* [What you need to do] The lines to transcribe begin with the one containing "Category: blue sky" and end with the last line below; reproduce them exactly, without the pictures.

Records from a collection
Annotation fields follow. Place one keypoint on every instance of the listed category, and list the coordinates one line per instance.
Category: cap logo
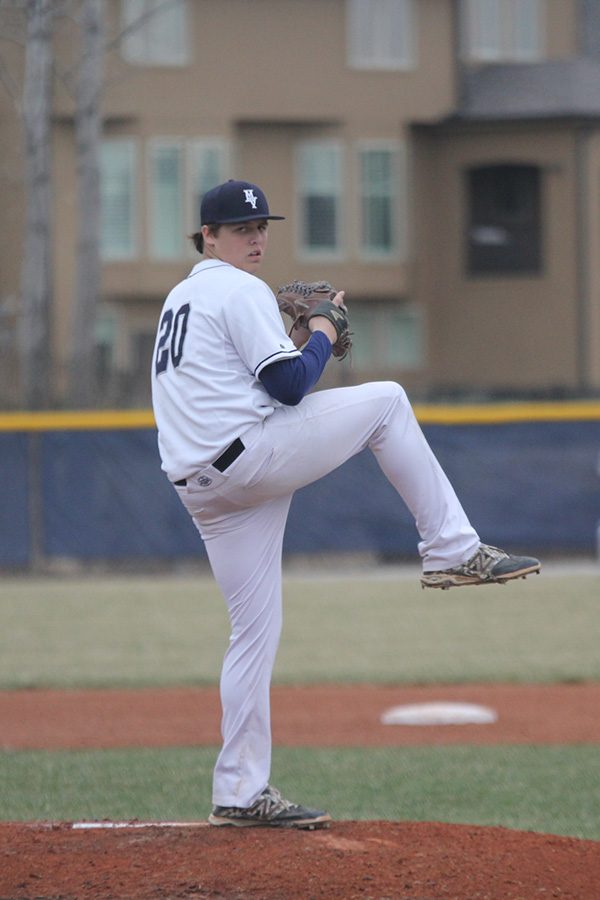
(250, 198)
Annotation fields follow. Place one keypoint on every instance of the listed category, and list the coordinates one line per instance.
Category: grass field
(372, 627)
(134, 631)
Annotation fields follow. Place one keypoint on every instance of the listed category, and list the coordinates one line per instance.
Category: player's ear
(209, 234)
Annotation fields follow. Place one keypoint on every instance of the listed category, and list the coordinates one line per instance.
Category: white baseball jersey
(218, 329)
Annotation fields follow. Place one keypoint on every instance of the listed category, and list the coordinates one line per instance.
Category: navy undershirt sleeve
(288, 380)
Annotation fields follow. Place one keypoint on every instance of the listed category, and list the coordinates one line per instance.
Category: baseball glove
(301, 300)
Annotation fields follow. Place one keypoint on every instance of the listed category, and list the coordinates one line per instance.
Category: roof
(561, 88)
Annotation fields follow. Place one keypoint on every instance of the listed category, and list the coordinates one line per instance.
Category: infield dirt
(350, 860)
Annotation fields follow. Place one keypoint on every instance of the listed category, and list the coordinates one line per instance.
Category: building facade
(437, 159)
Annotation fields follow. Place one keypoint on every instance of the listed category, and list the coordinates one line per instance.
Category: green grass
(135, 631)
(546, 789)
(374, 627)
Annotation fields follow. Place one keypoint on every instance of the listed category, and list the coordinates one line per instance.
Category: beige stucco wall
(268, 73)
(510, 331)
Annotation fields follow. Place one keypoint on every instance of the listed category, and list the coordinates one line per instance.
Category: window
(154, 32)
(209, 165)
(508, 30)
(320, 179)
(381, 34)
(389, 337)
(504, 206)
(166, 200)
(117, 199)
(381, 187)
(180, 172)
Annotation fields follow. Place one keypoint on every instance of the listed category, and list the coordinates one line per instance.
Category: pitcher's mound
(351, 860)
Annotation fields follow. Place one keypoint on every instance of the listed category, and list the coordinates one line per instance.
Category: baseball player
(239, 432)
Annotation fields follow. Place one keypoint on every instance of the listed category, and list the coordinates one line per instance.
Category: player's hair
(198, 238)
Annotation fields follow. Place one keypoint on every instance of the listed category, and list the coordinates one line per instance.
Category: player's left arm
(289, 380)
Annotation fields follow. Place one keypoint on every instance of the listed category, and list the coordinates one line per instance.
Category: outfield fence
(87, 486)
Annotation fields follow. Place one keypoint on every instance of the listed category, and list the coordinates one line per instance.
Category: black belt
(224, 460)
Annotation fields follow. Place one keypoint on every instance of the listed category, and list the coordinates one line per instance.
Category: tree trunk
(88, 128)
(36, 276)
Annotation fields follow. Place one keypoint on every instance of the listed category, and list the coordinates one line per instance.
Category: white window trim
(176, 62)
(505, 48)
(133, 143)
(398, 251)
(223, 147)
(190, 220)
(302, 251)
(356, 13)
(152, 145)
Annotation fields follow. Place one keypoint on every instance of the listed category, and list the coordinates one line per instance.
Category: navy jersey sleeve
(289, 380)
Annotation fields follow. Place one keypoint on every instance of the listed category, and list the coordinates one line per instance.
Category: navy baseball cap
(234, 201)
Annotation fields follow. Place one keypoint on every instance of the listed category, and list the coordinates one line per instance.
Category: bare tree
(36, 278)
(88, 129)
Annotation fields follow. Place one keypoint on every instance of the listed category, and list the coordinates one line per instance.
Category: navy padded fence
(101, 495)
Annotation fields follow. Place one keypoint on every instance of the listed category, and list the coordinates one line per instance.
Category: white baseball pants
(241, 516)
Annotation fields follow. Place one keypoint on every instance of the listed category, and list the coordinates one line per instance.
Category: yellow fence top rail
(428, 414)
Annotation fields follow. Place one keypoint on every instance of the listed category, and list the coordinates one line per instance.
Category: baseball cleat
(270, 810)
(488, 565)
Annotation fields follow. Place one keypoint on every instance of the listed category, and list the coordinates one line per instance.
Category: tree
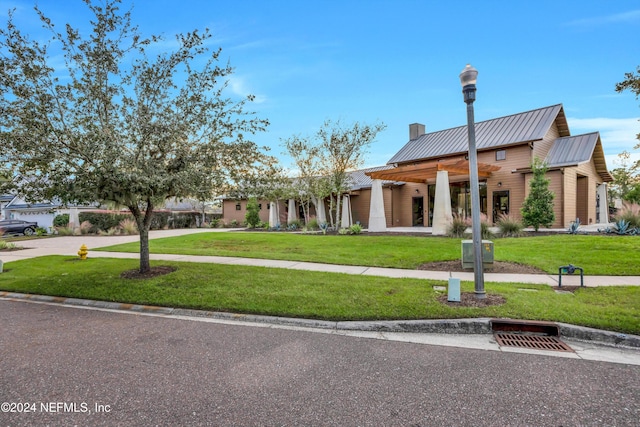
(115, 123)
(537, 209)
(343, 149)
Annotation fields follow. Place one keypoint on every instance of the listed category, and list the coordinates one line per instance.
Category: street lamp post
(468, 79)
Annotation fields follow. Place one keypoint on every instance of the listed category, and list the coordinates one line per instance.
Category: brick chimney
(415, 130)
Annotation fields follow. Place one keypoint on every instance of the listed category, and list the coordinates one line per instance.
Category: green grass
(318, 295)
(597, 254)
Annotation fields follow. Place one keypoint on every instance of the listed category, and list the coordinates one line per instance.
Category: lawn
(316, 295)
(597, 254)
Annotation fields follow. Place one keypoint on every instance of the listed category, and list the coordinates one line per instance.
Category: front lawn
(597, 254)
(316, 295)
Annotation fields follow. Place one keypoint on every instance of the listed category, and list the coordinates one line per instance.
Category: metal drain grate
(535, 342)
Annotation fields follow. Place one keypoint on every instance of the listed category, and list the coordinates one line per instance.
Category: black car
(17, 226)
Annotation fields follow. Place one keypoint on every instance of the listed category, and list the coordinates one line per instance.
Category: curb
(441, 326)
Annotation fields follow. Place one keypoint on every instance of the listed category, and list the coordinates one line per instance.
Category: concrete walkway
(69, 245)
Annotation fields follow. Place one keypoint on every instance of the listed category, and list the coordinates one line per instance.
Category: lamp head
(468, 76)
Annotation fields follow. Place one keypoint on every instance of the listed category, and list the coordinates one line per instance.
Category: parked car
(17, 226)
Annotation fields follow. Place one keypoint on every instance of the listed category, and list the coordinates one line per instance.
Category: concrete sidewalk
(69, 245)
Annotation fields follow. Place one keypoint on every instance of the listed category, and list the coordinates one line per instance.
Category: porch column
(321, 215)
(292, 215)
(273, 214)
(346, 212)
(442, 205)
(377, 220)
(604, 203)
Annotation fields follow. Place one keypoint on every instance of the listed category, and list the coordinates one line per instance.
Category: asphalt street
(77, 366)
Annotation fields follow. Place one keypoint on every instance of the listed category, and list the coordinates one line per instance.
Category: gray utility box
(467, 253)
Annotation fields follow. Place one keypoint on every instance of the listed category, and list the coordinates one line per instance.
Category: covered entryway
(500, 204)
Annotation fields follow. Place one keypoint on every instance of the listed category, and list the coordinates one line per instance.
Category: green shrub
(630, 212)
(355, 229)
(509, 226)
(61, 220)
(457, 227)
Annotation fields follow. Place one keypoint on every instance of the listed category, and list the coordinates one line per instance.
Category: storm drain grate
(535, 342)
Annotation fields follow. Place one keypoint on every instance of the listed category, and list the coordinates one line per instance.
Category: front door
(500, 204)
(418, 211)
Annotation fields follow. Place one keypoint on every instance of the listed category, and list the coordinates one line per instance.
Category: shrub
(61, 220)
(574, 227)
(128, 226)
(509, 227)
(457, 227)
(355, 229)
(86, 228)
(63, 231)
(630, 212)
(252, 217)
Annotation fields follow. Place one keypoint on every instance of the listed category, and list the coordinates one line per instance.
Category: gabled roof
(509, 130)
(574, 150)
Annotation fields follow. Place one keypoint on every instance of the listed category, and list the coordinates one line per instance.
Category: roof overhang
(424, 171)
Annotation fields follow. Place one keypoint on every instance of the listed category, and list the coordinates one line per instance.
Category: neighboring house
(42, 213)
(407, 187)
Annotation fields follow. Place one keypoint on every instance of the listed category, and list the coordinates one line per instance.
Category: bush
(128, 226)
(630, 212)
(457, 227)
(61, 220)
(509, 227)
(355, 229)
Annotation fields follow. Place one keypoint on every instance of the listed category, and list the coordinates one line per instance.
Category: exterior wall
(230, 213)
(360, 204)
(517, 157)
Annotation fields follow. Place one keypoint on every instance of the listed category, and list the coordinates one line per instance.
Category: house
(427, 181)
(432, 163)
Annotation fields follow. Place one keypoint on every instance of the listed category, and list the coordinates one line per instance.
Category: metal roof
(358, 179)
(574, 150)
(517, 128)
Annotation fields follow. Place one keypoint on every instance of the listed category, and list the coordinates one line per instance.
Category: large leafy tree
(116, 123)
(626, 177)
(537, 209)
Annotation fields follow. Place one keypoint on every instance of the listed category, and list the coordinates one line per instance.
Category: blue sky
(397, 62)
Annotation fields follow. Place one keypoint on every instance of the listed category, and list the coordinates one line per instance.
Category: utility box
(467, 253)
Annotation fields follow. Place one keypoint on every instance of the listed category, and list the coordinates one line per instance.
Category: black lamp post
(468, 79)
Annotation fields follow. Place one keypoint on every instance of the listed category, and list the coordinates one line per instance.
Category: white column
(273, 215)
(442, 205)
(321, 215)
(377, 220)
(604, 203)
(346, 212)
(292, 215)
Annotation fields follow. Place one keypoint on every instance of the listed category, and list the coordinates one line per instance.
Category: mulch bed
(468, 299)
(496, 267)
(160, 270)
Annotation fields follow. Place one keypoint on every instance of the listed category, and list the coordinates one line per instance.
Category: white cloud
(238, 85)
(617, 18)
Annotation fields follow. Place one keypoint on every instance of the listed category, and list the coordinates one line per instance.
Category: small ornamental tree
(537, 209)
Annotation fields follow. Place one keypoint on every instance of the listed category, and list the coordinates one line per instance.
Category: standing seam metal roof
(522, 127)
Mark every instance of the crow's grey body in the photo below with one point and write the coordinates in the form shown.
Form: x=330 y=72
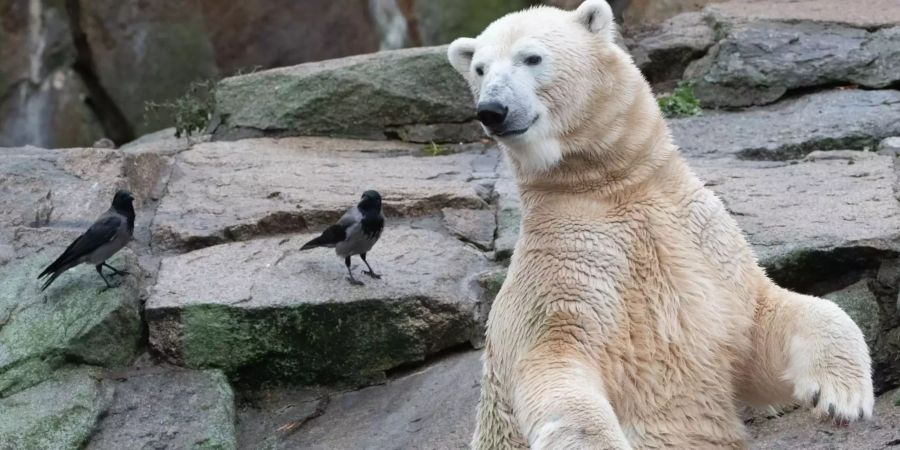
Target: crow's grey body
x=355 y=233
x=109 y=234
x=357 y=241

* [Exercise answer]
Category: blue sky
(397, 62)
Annotation fields follow. Place one keypoint on every instance of the listed category, and list the coordinates one line per instance.
Category: utility box
(467, 253)
Annotation fields follow. Place one keypoint on every instance of the listed category, and list the coordinates one line per instance.
Category: black lamp post
(468, 79)
Annotation fields follow. Place one keypoint on every instance of the listed category, and list the coordinates one line per instance.
Category: white column
(273, 215)
(442, 205)
(321, 215)
(377, 220)
(604, 203)
(346, 212)
(292, 215)
Annotation fields follow. Place one keypoint on every instance of the listed category, and list the coordinates one line per instance.
Category: mulch bed
(468, 299)
(496, 267)
(160, 270)
Annotation fields follow. Place one keypoint on every instance of the listed category, and list the coordinates one line per instance.
Category: white cloud
(238, 85)
(617, 18)
Annotation fields follow. Place one keypoint on every instance of the listed category, and list the coordinates one line per instance.
Category: small ornamental tree
(537, 209)
Annotation fields follow. Place one keypoint on every instance of the listed category, and list the coordinates one line per instance.
Category: standing seam metal roof
(522, 127)
Mark every instance of the crow's grey body in the photo below with one point and write the coordinates in the form shown.
Form: x=330 y=72
Target: crow's grey body
x=355 y=233
x=109 y=234
x=357 y=241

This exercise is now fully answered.